Data to use —

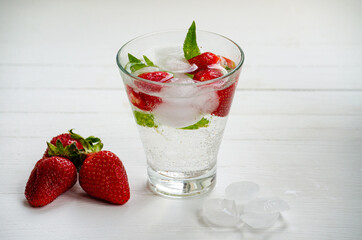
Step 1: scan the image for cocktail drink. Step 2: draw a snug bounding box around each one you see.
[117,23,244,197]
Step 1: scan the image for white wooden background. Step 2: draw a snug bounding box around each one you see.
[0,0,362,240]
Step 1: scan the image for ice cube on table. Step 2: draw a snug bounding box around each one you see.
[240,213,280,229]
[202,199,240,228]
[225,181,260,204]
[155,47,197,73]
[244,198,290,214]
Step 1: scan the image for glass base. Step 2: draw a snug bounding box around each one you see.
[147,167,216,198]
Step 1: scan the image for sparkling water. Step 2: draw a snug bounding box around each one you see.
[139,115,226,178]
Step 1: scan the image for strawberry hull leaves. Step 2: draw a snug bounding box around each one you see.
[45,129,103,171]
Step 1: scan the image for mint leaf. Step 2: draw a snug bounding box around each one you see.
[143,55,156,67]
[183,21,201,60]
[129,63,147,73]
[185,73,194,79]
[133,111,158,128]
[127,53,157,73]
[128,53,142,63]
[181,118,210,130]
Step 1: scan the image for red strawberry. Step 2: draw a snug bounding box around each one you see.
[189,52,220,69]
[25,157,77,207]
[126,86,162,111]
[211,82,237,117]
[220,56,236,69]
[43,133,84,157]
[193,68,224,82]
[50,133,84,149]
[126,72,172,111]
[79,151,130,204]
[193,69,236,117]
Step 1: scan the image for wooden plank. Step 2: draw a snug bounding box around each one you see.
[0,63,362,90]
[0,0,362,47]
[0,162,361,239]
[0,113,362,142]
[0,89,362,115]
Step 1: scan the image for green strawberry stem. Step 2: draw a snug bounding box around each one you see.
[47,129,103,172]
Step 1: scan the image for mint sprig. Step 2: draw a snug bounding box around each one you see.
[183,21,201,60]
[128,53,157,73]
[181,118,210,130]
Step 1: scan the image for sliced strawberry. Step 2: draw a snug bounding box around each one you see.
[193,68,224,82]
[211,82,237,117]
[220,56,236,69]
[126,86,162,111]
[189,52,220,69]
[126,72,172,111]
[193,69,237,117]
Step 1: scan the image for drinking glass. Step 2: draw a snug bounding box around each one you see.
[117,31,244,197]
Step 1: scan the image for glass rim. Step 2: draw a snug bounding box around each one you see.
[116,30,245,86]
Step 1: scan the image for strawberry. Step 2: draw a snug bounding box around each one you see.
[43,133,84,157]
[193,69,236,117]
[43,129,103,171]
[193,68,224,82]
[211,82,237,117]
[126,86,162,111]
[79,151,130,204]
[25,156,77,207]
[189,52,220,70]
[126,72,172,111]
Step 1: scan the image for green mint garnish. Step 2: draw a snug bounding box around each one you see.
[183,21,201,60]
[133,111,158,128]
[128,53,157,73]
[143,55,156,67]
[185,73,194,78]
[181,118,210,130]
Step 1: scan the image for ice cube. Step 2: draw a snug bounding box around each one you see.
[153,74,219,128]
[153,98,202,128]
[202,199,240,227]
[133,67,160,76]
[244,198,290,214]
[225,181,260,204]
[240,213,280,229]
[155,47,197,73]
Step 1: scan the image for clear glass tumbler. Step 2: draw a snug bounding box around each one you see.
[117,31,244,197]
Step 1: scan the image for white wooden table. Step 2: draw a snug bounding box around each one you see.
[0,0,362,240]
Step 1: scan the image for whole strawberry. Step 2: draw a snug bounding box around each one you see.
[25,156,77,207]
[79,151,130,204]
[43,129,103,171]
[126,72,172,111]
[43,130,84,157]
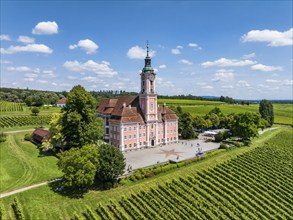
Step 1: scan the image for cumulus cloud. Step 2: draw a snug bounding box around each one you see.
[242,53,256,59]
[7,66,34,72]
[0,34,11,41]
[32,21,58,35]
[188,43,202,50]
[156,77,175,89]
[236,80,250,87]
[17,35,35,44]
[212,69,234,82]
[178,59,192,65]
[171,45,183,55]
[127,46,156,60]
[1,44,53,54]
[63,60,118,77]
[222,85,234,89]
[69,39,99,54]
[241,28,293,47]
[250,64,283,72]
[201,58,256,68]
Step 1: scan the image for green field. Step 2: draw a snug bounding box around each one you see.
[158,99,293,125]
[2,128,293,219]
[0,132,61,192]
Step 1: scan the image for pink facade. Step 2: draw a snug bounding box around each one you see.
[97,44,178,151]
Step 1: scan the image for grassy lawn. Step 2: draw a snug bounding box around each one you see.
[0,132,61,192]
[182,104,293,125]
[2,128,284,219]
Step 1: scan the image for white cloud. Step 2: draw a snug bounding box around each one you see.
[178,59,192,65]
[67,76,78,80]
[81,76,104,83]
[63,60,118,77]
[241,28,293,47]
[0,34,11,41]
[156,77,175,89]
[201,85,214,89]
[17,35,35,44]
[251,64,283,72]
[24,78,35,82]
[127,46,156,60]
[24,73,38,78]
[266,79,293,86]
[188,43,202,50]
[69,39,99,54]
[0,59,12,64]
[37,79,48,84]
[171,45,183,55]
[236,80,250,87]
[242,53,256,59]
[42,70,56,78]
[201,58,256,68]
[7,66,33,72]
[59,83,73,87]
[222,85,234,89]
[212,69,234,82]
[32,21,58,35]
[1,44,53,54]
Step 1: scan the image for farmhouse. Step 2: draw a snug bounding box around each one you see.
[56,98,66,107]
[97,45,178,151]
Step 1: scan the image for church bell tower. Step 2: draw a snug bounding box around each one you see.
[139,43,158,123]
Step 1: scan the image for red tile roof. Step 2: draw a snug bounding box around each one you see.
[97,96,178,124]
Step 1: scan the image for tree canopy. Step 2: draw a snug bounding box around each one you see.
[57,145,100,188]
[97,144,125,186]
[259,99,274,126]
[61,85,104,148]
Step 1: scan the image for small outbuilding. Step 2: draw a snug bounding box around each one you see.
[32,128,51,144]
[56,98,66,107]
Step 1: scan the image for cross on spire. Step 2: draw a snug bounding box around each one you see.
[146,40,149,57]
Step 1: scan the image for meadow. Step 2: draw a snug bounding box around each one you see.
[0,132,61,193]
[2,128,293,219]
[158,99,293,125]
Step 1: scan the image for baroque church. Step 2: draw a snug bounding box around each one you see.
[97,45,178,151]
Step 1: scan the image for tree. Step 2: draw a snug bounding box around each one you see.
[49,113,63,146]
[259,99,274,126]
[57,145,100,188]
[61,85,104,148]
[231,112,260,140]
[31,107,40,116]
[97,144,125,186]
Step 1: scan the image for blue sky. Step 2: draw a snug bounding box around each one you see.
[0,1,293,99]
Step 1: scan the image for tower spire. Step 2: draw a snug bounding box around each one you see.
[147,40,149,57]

The request — List every line of the records that contains the word "wooden", with case counting.

Output —
Step 1: scan the image for white wooden background. Step 2: draw a snug bounding box around each one you see.
Step 1: scan the image for wooden plank. Step 2: draw a snug bounding box around each one you see.
Step 1: scan the image for white wooden table. Step 2: draw a snug bounding box around each one you see.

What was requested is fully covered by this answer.